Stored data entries

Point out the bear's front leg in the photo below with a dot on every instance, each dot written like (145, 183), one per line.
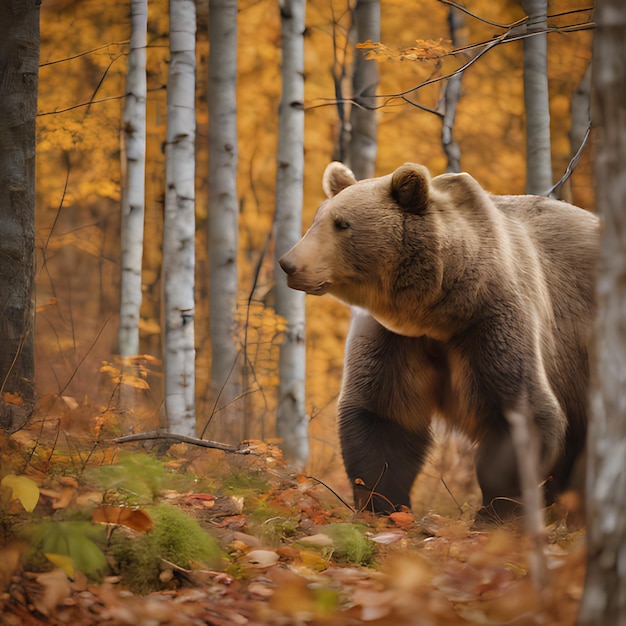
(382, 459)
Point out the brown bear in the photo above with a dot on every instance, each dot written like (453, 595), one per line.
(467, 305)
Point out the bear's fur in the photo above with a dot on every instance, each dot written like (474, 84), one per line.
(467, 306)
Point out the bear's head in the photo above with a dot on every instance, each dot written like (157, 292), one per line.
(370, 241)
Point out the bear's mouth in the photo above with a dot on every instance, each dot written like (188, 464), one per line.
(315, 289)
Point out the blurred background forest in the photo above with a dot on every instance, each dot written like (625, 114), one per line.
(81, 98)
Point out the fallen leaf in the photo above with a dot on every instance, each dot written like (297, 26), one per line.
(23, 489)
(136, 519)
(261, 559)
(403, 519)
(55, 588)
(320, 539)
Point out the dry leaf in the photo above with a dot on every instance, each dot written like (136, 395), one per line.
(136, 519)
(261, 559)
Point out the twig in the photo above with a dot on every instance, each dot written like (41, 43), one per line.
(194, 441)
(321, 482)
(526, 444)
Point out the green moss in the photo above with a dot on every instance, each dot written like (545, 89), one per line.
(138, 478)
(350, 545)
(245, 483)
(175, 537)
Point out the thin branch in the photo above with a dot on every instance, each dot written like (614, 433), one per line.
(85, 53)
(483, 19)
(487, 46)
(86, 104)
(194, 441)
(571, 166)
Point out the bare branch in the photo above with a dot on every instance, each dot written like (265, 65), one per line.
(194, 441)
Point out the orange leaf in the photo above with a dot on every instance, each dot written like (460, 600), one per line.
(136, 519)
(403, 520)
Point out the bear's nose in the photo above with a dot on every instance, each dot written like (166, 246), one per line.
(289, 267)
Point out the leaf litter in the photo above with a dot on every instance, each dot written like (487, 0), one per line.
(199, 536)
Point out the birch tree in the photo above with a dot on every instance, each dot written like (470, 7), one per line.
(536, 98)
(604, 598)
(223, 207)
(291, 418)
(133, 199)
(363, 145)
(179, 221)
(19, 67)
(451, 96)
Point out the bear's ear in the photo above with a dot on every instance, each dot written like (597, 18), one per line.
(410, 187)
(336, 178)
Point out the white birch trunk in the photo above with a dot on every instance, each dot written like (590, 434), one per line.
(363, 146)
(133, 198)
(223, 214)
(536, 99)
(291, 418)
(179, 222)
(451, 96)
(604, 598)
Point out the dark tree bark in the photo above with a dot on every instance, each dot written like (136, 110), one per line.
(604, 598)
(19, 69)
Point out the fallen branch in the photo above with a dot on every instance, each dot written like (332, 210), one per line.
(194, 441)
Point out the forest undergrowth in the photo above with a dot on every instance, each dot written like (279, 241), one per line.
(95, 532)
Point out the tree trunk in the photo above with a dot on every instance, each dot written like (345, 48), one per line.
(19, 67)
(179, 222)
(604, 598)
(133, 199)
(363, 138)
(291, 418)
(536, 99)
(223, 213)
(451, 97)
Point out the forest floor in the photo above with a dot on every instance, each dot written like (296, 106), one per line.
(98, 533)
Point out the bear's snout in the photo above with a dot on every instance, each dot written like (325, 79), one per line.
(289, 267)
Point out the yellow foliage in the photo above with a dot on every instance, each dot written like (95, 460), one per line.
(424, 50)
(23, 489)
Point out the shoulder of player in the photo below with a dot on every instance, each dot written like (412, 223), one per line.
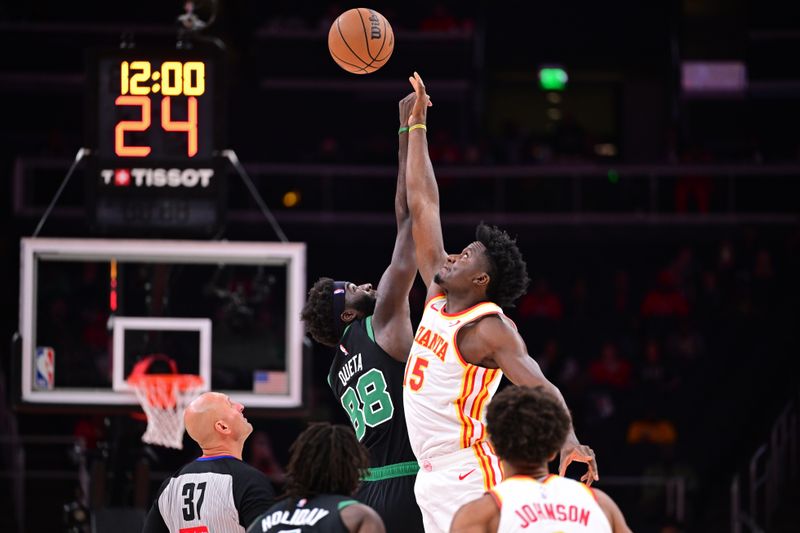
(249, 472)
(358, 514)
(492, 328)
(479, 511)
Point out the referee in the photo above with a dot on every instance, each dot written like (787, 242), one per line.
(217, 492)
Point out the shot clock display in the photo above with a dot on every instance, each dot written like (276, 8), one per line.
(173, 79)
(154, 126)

■ **PROBLEM DESCRIPTION**
With the pictures dropped, give every entry above again exactly.

■ **REPLY TO THE EXERCISE**
Point out the bear's front leg in the photo below with a dot on every instance, each dot written like (145, 183), one per line.
(382, 459)
Point out the brown bear in the photo above with a dot on every instance, each dot written like (453, 595), one per line.
(467, 305)
Point out the bear's fur in the photo above with a dot on every instance, each dot written like (474, 84), one per line.
(467, 306)
Point out the bear's head in the photo above with a dot on every instance, each dot written like (157, 292), one per line.
(370, 241)
Point out the bear's mouth in the photo above with a dot on every instance, each dot written like (188, 464), one per line.
(315, 289)
Point out the blurred background forest in the photo above with a dot on every instance, each dot written like (625, 114), one per line.
(81, 98)
Point out the fallen leaf in the photo above with a dot on every instance, each dot written like (297, 26), one per line.
(23, 489)
(136, 519)
(261, 559)
(403, 519)
(55, 588)
(320, 539)
Point out the dry leaf in the photo above with a dot on every instance, each dot written like (136, 395), one per line.
(136, 519)
(261, 559)
Point out the twig in the photo above with a dot on every instance, each dot written like (41, 43), one per line.
(194, 441)
(321, 482)
(526, 444)
Point out the green moss in the photo above with a dot on every instance, each dot written like (545, 89), one per line.
(138, 478)
(350, 545)
(245, 483)
(175, 537)
Point out the thin branch in the photo above with a dot on every instance, each dot written like (614, 433), one per line.
(85, 53)
(483, 19)
(487, 46)
(86, 104)
(194, 441)
(571, 166)
Point out the bare branch in the photo above with a dot on every instance, each dot written like (265, 65), one per line.
(194, 441)
Point out the orange leaf in the photo above with a dot on every instance, each dot written like (460, 600), one per line.
(136, 519)
(403, 520)
Point out the bear's nose in the photo above with a dot on every instance, each dot written like (166, 246), one per line.
(289, 267)
Point out the leaf litter in the photo above with a dot on every instance, each dot written like (487, 0), one per line.
(199, 536)
Point out the birch tree in the photo above with a dot on every instance, each dot written like (470, 7), one per line.
(536, 98)
(604, 598)
(223, 207)
(291, 418)
(133, 199)
(363, 145)
(179, 221)
(19, 67)
(451, 96)
Point out the bear's ear in the photo above with a dot on every instance, each dot written like (597, 18), one per line.
(410, 187)
(336, 178)
Point out the white birch trunk in the photo above with a dot on every instance, each dot written like (590, 434), one per line.
(363, 146)
(133, 198)
(223, 214)
(536, 99)
(291, 418)
(179, 222)
(451, 96)
(604, 598)
Point out the dark tree bark in the photo above with a dot on every instance, each dot written like (136, 110), one per line.
(604, 598)
(19, 69)
Point out the fallen branch in the photo above with a dot on every instance, each dot written like (332, 210), one per line.
(194, 441)
Point out the forest undergrowth in the photo above with a dot on every instance, each dot written like (279, 241), one per line.
(95, 532)
Point out the tree trunk in the photo above with a dot on every instance, each dot written like (345, 48), one per line.
(19, 67)
(179, 222)
(604, 598)
(133, 199)
(363, 138)
(291, 418)
(536, 99)
(223, 213)
(451, 97)
Point out the forest floor in the photo above with a dot on every instance, each dot written like (296, 106), one per line.
(98, 533)
Point out the bear's snout in the photo above with a dot on every instance, each dot written like (325, 79), one per line.
(289, 267)
Point out the yellow foliage in the photo above with a dot on every instance, each dot written like (95, 460), one per line.
(424, 50)
(23, 489)
Point out the shoulder of player in the photo below with a dot on every instance, each dot written like (412, 223), one per line.
(249, 472)
(358, 514)
(492, 328)
(479, 511)
Point out the referee in the photo above with a dot on every instance, each dot written like (787, 242), one per line.
(217, 492)
Point out the shot clock display in the photo above with a dot on every instance, each dot written like (276, 8), one per line.
(173, 79)
(154, 126)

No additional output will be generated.